Description of the task. Render every line of the listing below as a Markdown table with two columns, Row and Line, and skip any blank lines.

** start Dataset rows **

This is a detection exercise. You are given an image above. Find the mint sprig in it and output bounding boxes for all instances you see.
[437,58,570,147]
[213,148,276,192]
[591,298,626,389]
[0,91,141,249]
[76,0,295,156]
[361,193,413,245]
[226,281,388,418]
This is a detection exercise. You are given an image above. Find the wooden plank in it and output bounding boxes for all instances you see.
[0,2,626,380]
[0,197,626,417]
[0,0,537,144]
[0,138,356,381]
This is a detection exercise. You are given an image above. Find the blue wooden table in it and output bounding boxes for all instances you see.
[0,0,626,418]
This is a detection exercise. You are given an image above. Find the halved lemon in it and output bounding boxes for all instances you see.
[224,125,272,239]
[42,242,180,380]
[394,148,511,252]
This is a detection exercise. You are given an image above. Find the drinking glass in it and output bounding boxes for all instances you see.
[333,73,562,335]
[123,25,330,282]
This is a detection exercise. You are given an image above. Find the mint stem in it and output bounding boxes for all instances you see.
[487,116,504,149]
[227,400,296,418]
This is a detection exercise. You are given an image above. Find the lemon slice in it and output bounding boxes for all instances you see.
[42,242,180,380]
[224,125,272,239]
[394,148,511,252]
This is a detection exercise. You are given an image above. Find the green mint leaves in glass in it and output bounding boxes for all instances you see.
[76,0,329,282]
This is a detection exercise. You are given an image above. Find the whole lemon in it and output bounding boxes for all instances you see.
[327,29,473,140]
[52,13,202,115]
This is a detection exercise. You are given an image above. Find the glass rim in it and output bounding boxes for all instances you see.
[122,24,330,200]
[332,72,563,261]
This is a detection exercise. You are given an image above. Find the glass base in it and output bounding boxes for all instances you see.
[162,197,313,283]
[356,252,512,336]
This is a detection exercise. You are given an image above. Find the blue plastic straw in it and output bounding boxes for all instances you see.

** end Dataset rows **

Written reply.
| Row | Line |
|---|---|
| 1 | This is a detection exercise. You are given an image above. Find the mint sprig in it and output bounding boxes for all instances you see. |
| 2 | [437,58,570,147] |
| 3 | [213,148,276,192] |
| 4 | [591,298,626,389] |
| 5 | [0,91,141,249] |
| 6 | [76,0,295,156] |
| 7 | [361,193,413,245] |
| 8 | [226,281,388,418] |
| 9 | This is a detection exercise. You are given an image above. Find the wooden plank in it and output bounding boxes for all instances you see. |
| 10 | [0,2,626,380] |
| 11 | [0,197,626,417] |
| 12 | [0,0,537,144] |
| 13 | [0,138,356,381] |
| 14 | This is a detection exercise. You are given an image above. Find the blue wooden table in it and output bounding boxes for all instances you see. |
| 15 | [0,0,626,418] |
| 16 | This is a detection exercise. You are given an image above. Find the halved lemon in it and output bounding boxes for all instances you see. |
| 17 | [224,125,272,239] |
| 18 | [42,242,180,380] |
| 19 | [394,148,511,252] |
| 20 | This is a detection exercise. You are given an image above. Find the drinking glass in it and output bounding boxes for all instances you see. |
| 21 | [333,73,562,335] |
| 22 | [123,25,330,282] |
| 23 | This is a detection exercise. You are given an image above. Find the mint stem in it and output bounding boxes for all instances you see. |
| 24 | [487,116,504,149] |
| 25 | [227,400,296,418] |
| 26 | This is a detection exercise. You are given an image above. Find the lemon slice in it and output bounding boxes for all instances you see. |
| 27 | [42,242,180,380] |
| 28 | [224,125,272,239] |
| 29 | [394,148,511,252] |
| 30 | This is a detection exercise. You are given an image above. Find the green mint leaves in glass in it and output bounding boxes for all instances you see. |
| 31 | [76,0,329,282] |
| 32 | This is a detection exercise. You are given an image above. Find the whole lemon in it and output bounding boxes for all instances you see. |
| 33 | [327,29,473,140] |
| 34 | [52,13,202,115] |
| 35 | This is a detection exercise. You are given an image above. Find the glass rim in it and output bounding boxes for all instances you see. |
| 36 | [122,24,330,200] |
| 37 | [332,72,563,261] |
| 38 | This is a detection exercise. You are given an image above. Find the glass base in it and output bounding boxes for all instances you see. |
| 39 | [162,197,313,283] |
| 40 | [356,252,512,336] |
| 41 | This is a detection exercise. You are given an image above. Find the blue plastic straw in it and output bounding boxes for all instances you see. |